Work to be completed: Please set down the data again exactly, minus the pictures.

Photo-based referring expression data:

'''

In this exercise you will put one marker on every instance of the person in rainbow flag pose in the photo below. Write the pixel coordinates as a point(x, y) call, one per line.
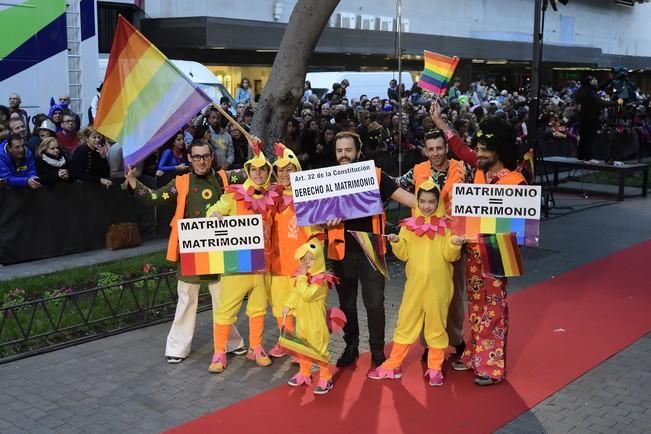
point(190, 193)
point(286, 238)
point(427, 239)
point(254, 196)
point(307, 302)
point(496, 161)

'''

Response:
In this exercise you will put one marker on every instance of the person in rainbow flag pose in the photo below. Write the pixel coordinates as a point(x, y) call, one per line.
point(190, 193)
point(286, 238)
point(427, 239)
point(254, 196)
point(307, 302)
point(496, 161)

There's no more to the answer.